▸ **What is being asked**: Return, with no changes, the part of the lines that opens with the line containing "Target: person in wheelchair" and closes with the final line.

▸ **Data for the task**:
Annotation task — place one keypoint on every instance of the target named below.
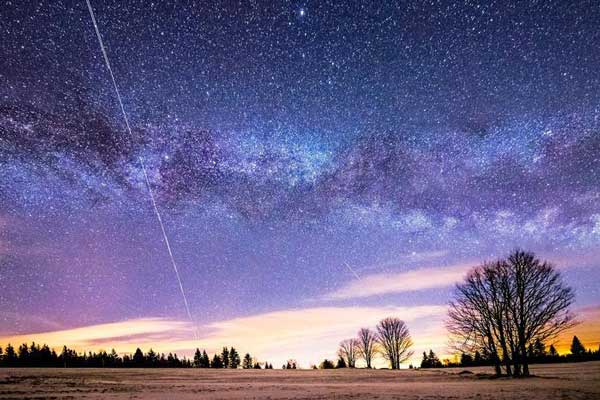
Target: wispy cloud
(398, 282)
(307, 334)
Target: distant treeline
(36, 355)
(537, 353)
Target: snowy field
(558, 381)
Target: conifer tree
(225, 357)
(247, 363)
(234, 358)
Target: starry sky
(317, 165)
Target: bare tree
(395, 341)
(367, 341)
(504, 307)
(348, 351)
(539, 303)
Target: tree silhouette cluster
(537, 353)
(35, 355)
(504, 308)
(390, 339)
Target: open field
(557, 381)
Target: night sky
(317, 165)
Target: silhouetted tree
(326, 364)
(247, 362)
(225, 357)
(431, 360)
(197, 358)
(367, 341)
(216, 362)
(577, 348)
(348, 350)
(504, 307)
(394, 340)
(234, 358)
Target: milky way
(283, 141)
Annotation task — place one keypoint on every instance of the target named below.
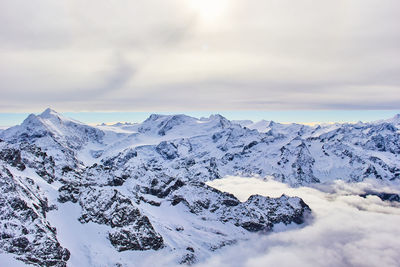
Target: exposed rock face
(24, 229)
(131, 229)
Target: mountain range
(79, 195)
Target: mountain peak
(49, 113)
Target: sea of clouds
(344, 229)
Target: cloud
(346, 230)
(257, 54)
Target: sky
(199, 55)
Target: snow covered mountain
(132, 191)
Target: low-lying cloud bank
(346, 229)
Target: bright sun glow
(209, 10)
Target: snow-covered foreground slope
(78, 195)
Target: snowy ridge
(144, 184)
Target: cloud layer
(199, 55)
(346, 230)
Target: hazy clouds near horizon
(346, 230)
(199, 55)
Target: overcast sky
(199, 55)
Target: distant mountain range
(142, 186)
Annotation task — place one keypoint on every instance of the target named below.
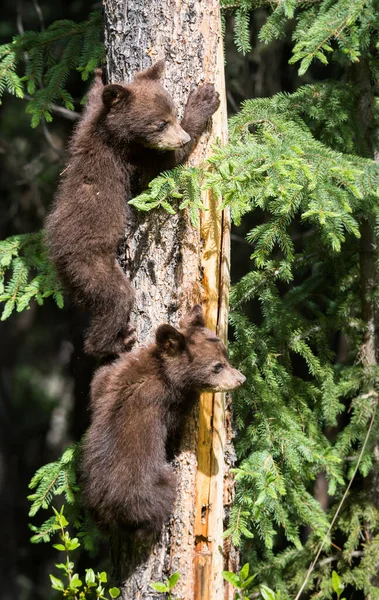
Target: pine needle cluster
(50, 56)
(26, 273)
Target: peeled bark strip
(173, 266)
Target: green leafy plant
(241, 581)
(51, 56)
(26, 273)
(69, 583)
(167, 586)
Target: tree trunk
(173, 266)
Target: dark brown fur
(129, 133)
(138, 403)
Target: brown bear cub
(138, 404)
(129, 133)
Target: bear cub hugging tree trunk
(128, 134)
(139, 402)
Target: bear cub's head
(194, 357)
(142, 112)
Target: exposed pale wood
(173, 266)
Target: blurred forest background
(44, 376)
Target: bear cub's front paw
(205, 100)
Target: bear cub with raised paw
(139, 402)
(128, 134)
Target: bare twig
(71, 115)
(321, 546)
(50, 140)
(40, 15)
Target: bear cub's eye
(162, 125)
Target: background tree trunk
(173, 266)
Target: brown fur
(138, 403)
(129, 133)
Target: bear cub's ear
(113, 93)
(194, 318)
(154, 72)
(169, 340)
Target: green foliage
(241, 581)
(49, 56)
(338, 29)
(69, 584)
(53, 479)
(26, 273)
(55, 483)
(182, 183)
(167, 587)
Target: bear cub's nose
(185, 138)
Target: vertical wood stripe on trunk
(172, 266)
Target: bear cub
(139, 402)
(128, 134)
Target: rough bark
(172, 266)
(368, 260)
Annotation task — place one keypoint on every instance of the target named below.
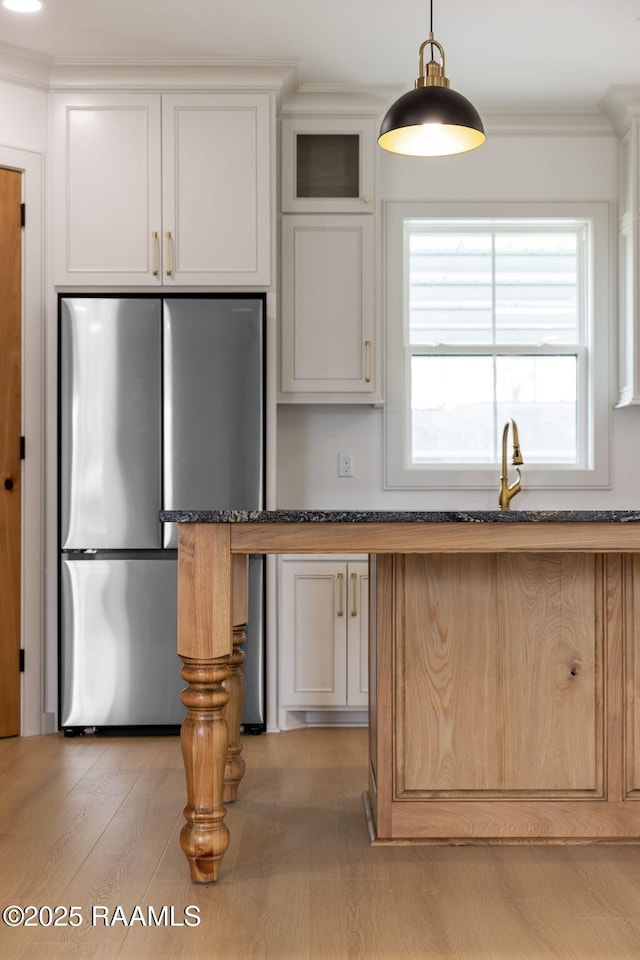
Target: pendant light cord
(431, 24)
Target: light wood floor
(95, 821)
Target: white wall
(506, 168)
(23, 117)
(23, 143)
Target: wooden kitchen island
(504, 670)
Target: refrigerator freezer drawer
(110, 423)
(119, 662)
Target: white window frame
(594, 416)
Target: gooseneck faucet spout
(508, 492)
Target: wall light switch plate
(345, 465)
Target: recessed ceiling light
(23, 6)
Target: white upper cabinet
(327, 165)
(162, 189)
(328, 307)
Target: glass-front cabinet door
(327, 165)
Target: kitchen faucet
(508, 492)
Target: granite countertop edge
(400, 516)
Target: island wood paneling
(499, 675)
(505, 696)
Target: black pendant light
(432, 120)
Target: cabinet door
(358, 634)
(327, 165)
(107, 216)
(217, 188)
(313, 650)
(328, 304)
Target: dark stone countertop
(400, 516)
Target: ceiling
(555, 54)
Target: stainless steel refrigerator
(161, 407)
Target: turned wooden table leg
(235, 684)
(205, 648)
(204, 739)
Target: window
(494, 313)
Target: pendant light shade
(432, 120)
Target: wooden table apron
(212, 615)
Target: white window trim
(399, 473)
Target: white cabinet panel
(216, 190)
(358, 634)
(323, 633)
(107, 196)
(328, 304)
(164, 189)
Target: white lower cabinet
(323, 651)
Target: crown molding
(612, 115)
(223, 73)
(621, 103)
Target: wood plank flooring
(95, 822)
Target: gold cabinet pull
(154, 252)
(169, 252)
(367, 359)
(340, 594)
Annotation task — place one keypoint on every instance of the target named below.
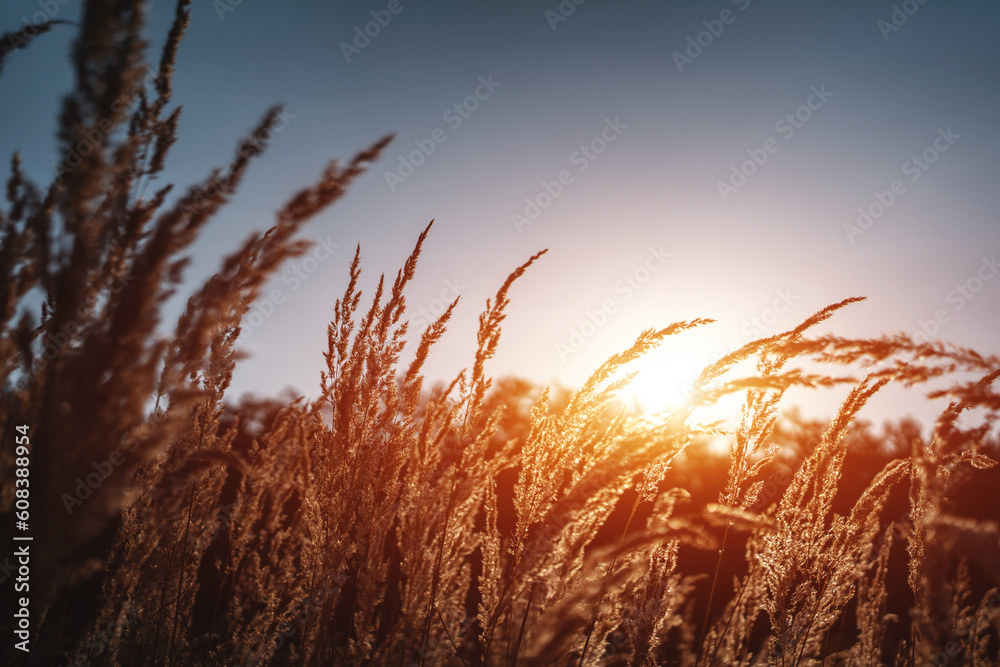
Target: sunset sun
(664, 378)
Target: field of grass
(386, 521)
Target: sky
(744, 161)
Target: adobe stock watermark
(624, 290)
(915, 167)
(381, 18)
(297, 272)
(957, 298)
(900, 14)
(696, 44)
(565, 9)
(223, 7)
(48, 11)
(455, 116)
(581, 158)
(786, 126)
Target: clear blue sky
(650, 132)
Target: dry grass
(388, 523)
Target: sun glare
(665, 376)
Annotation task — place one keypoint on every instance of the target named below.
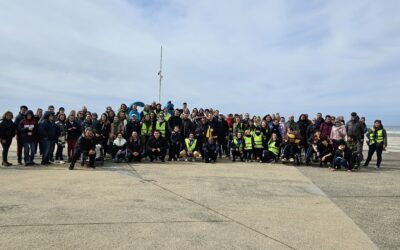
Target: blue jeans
(29, 152)
(46, 147)
(340, 162)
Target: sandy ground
(200, 206)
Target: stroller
(291, 153)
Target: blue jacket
(47, 129)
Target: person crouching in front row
(134, 148)
(176, 144)
(156, 147)
(237, 146)
(119, 148)
(272, 153)
(190, 150)
(342, 157)
(210, 150)
(86, 146)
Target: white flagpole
(161, 76)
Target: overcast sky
(260, 57)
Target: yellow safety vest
(248, 143)
(146, 130)
(240, 146)
(273, 148)
(257, 141)
(161, 127)
(192, 147)
(379, 136)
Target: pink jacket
(338, 133)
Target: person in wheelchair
(119, 148)
(190, 150)
(342, 157)
(325, 152)
(237, 147)
(84, 146)
(312, 149)
(98, 140)
(292, 146)
(135, 148)
(356, 152)
(272, 153)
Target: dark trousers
(290, 150)
(29, 152)
(200, 142)
(237, 153)
(309, 152)
(268, 156)
(222, 146)
(131, 157)
(247, 154)
(6, 147)
(174, 150)
(372, 148)
(152, 155)
(20, 145)
(52, 147)
(339, 162)
(210, 156)
(77, 155)
(46, 147)
(71, 146)
(257, 153)
(59, 153)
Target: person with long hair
(8, 130)
(377, 142)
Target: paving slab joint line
(112, 223)
(210, 209)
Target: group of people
(201, 134)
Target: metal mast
(161, 76)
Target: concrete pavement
(171, 206)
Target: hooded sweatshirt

▸ **The result**:
Target: person in wheelchair
(119, 148)
(190, 150)
(342, 157)
(325, 152)
(237, 147)
(84, 146)
(312, 149)
(98, 140)
(292, 146)
(135, 148)
(356, 152)
(272, 153)
Target: dark trousers
(290, 150)
(29, 152)
(200, 142)
(237, 153)
(309, 152)
(268, 156)
(222, 146)
(131, 157)
(247, 154)
(6, 147)
(174, 150)
(372, 148)
(152, 155)
(20, 145)
(52, 147)
(339, 162)
(210, 156)
(77, 155)
(46, 147)
(71, 146)
(257, 153)
(59, 153)
Target: person with long hair
(8, 130)
(377, 142)
Target: paving slab joint line
(112, 223)
(210, 209)
Target: group of people
(201, 134)
Target: metal mast
(161, 76)
Target: concrete pavement
(171, 206)
Target: hooded sweatshirt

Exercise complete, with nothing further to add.